• _ARTICLE_:
.....

Yesterday, of course, we were back at the dock by noon and we're not expected to have another run until Friday.

Apparently that sort of nonsense only happens on crew change day. On the sixteenth.

It's enough to make a fellow develop a phobia.

Sunday, October 13, 2013

Prejudice and Pride

I've been on the new boat a couple of weeks now, and I'm happy to say it seems to be going well.

I really enjoy the guys I'm working with this part of the hitch, and that helps. A lot.

During Week One, I spent almost all my time -- all the time I wasn't actually operating the boat -- reading through the company's new Safety Management System manual, chasing-down and catching-up paperwork the manual says we should be doing, teaching the other captain (let's call him "Curt") how to use the computerized log system, and so on.

Curt's a terrific shipmate, and makes up for his lack of paperwork prowess with a fearless engagement of the engine room.

At some point in the past week, during a protracted watch turnover, we were discussing our previous careers, and I mentioned some of the office jobs I'd held.

"Well, that explains why you're so good at the paperwork and the computer," he said.

"I guess," I replied, "It's easy for me and something I can contribute, but I'd rather be known as someone who can run a boat."

"Oh, you do fine," Curt said. "I don't see any problems on that end."

Then Curt let slip that the only thing he'd heard about me before I came over here was that I was a "wheelhouse" captain. 

That may not sound so bad, but in this business it's a whole lot worse than damning with faint praise. It's something along the lines of a verbal sneer. It can be career-limiting. It also happens, in this instance, not to be true.

No matter; I'm pretty sure I know where that came from and why, and it doesn't have anything to do with my willingness to get down and dirty with the crew.


It does make one think, and during my Week Two here I've been extra conscious about helping-out on deck and in the engine room, and we've gotten some good work done on the boat.

The other night our dispatcher sent us straight over to one fuel dock to load water, then to another fuel dock to pick up some drums he needed for another boat at our dock.

I had never been to the second dock, and had to call them several times to figure-out exactly where I was going and where they wanted me once we got there. Another of our company's boats was lying along the outside of the dock, partially blocking the slip I had been told to stern-up in.

The captain on our other boat called me on the radio: "Hey Cap, I can slide back for you if you need me to."

"Nah," I reply. "I think I can get in there." He could see where I was going better than me and moved out of the way anyhow.

Now this particular slip is oddly shaped, kind of like this:

That boat-shaped thing in the middle of my bad drawing? That was another crew boat. The Jump? It has some percentage of the Mississippi River's outflow moving through it at a brisk pace.

Anyhow, I wriggled in and was relieved not to have crunched anything.

As we were leaving, though, the current caught my bow and started pushing me down on the other crewboat in the slip. I threw her into a full-throttle pivot, figuring I'd deal with my bow and the third crewboat, bow-in on the far side of the slip, if I managed to clear the one now behind me.

We did, by about two feet, which is too close for my comfort. And we made it out into the Jump okay.

.....

• _RECORDS SHOWN_:
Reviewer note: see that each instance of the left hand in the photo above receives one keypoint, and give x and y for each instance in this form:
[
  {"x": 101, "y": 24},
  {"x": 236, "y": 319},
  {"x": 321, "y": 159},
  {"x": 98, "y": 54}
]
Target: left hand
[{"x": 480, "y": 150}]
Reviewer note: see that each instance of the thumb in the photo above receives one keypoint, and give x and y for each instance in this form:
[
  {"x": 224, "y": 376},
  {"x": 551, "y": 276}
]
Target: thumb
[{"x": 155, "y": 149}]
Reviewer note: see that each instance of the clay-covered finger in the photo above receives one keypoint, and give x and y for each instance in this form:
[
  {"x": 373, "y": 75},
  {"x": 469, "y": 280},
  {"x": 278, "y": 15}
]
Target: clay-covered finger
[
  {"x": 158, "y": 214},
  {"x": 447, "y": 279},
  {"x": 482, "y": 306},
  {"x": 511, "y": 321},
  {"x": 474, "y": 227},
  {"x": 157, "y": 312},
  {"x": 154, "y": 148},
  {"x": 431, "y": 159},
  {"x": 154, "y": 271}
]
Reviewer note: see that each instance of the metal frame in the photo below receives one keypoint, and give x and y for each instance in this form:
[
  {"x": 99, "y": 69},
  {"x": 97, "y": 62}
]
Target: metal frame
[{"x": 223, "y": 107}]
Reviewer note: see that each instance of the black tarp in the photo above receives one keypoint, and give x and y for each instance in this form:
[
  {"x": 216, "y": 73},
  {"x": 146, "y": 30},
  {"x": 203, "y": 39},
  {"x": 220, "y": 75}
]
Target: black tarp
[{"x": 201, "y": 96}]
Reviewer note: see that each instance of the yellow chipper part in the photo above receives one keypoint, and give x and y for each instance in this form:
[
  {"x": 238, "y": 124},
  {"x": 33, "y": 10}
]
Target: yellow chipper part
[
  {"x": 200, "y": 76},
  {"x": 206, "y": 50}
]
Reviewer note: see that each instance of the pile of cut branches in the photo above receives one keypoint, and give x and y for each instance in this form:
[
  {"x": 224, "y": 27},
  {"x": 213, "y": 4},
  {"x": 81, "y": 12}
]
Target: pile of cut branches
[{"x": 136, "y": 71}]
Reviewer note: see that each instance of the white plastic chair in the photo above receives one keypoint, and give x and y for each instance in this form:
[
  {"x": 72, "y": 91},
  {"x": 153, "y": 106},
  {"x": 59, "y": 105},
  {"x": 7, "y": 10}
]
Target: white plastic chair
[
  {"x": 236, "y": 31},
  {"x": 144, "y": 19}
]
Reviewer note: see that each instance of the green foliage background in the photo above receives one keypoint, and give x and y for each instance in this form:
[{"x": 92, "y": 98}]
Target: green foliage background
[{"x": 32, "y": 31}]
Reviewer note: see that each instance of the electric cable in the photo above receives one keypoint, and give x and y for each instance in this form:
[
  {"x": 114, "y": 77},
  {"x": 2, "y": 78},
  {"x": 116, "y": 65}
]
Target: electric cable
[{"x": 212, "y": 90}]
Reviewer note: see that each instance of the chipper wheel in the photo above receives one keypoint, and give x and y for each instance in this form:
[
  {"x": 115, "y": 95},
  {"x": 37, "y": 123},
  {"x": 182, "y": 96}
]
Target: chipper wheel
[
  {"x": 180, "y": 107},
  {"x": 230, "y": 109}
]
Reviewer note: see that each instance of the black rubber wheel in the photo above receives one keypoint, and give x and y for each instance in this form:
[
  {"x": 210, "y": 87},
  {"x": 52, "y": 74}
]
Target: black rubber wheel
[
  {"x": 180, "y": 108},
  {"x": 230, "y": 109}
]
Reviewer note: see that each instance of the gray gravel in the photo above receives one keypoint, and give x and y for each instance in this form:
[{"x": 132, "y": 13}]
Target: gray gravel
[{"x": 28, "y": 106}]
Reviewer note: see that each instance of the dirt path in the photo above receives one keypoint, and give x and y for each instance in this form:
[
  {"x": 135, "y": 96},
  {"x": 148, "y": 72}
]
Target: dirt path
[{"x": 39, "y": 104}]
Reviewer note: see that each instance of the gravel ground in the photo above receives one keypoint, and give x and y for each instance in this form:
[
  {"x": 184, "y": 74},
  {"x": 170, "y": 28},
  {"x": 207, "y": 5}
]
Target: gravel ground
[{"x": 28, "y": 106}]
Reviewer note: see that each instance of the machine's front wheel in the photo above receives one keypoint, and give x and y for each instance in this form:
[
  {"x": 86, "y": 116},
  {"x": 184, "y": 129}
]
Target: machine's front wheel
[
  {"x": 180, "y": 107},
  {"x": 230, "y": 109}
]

.....

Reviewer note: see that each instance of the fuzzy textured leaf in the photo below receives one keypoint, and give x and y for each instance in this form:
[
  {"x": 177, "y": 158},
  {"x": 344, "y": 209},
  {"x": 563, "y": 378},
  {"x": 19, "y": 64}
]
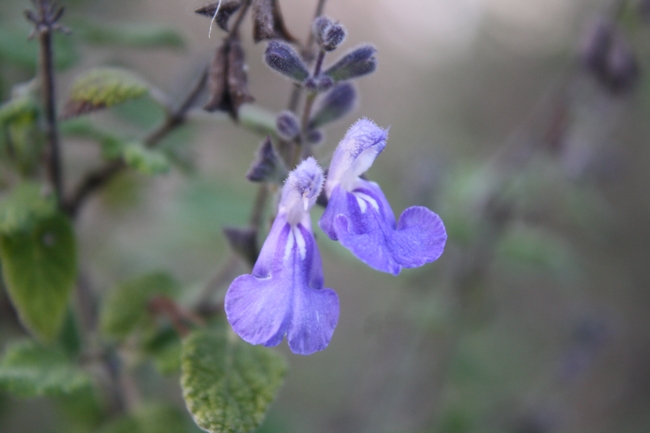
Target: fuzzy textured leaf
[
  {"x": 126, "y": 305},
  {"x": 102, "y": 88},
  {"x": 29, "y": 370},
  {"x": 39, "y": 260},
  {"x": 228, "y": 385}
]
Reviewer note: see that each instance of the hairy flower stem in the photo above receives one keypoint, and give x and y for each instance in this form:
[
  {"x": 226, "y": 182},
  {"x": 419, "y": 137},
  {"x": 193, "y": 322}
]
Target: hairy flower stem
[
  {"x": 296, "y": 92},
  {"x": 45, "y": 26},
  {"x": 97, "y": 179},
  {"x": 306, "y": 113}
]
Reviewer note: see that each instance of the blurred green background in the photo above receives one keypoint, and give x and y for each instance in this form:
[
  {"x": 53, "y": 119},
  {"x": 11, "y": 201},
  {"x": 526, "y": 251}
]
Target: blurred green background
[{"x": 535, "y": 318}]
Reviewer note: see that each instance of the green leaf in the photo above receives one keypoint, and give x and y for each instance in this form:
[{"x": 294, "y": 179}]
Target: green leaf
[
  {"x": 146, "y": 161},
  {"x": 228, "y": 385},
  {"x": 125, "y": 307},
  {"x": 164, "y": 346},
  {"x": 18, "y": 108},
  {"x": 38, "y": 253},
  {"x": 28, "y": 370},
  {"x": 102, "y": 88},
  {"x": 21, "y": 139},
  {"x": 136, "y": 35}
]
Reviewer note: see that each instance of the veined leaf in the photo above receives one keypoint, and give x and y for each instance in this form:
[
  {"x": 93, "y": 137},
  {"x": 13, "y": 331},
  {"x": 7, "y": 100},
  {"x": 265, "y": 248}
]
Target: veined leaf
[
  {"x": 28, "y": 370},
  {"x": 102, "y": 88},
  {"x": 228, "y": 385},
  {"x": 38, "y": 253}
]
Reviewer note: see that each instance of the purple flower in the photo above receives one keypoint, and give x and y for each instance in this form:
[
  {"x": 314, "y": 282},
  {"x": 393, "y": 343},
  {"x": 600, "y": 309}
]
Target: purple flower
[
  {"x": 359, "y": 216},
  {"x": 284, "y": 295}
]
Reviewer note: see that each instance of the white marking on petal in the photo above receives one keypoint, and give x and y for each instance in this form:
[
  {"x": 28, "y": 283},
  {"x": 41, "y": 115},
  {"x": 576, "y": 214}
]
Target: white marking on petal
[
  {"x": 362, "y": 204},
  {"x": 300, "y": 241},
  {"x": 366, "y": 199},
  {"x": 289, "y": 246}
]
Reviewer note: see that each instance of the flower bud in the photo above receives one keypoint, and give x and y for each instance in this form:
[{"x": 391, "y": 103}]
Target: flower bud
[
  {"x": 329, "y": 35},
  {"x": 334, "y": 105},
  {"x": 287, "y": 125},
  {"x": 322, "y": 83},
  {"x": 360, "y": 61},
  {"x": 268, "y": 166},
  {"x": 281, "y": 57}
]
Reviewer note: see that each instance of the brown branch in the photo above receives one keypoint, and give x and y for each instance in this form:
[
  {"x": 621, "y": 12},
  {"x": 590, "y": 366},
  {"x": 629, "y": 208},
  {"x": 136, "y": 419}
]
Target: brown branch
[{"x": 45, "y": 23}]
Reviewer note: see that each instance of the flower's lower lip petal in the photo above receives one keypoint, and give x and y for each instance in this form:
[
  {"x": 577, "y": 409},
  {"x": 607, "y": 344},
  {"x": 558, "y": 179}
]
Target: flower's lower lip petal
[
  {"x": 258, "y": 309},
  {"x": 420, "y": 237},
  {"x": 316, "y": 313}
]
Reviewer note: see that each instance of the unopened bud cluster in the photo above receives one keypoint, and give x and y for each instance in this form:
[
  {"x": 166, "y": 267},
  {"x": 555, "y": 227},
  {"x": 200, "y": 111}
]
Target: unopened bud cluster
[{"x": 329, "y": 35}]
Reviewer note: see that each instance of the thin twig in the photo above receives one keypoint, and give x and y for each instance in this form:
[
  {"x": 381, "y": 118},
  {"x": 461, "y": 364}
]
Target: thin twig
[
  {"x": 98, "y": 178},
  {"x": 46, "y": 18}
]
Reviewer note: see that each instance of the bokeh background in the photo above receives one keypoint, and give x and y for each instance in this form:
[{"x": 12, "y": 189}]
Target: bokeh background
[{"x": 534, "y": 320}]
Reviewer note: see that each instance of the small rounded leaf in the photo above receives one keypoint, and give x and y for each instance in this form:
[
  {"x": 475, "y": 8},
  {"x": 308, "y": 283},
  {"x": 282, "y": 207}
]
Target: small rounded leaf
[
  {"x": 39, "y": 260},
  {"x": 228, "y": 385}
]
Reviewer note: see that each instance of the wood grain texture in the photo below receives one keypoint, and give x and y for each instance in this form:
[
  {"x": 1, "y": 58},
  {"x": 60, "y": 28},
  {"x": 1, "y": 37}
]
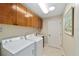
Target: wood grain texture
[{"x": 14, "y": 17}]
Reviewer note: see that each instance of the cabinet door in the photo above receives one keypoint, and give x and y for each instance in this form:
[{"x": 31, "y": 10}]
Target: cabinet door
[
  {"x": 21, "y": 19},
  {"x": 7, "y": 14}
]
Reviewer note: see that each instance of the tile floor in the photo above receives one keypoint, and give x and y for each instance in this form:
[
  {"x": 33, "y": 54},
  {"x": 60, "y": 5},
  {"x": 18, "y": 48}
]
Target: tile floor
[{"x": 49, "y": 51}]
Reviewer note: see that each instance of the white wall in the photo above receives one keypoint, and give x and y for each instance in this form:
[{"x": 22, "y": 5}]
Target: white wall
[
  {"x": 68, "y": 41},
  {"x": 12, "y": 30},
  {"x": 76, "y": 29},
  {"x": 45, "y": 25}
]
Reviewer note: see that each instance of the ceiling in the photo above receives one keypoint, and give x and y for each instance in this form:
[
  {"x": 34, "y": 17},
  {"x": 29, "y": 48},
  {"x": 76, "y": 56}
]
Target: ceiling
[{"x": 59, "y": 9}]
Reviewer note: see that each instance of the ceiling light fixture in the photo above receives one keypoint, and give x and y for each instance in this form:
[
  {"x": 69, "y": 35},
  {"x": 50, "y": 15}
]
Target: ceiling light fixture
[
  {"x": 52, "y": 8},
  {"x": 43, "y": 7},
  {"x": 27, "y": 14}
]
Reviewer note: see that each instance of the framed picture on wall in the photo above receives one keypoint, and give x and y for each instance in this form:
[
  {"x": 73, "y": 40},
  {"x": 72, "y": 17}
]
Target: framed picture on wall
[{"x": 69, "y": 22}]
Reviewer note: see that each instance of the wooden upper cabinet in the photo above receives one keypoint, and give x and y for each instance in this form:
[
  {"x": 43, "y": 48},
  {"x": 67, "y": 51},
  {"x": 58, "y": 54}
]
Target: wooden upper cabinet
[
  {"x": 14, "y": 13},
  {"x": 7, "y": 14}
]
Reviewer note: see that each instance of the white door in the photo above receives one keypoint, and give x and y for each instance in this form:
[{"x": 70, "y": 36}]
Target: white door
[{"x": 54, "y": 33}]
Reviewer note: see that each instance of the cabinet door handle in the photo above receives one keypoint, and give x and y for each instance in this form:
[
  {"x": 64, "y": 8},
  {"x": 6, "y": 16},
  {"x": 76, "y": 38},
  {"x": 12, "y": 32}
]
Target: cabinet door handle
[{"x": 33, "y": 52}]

.....

• _REQUIREMENT_:
Answer these questions from the post:
1. What did the narrator spend most of Week One reading?
2. According to Curt, what was the only thing he had heard about the narrator before the narrator came over?
3. By about how much did the boat clear the other crewboat while leaving the second fuel dock?

• _REPLY_:
1. The company's new Safety Management System manual.
2. That the narrator was a "wheelhouse" captain.
3. By about two feet.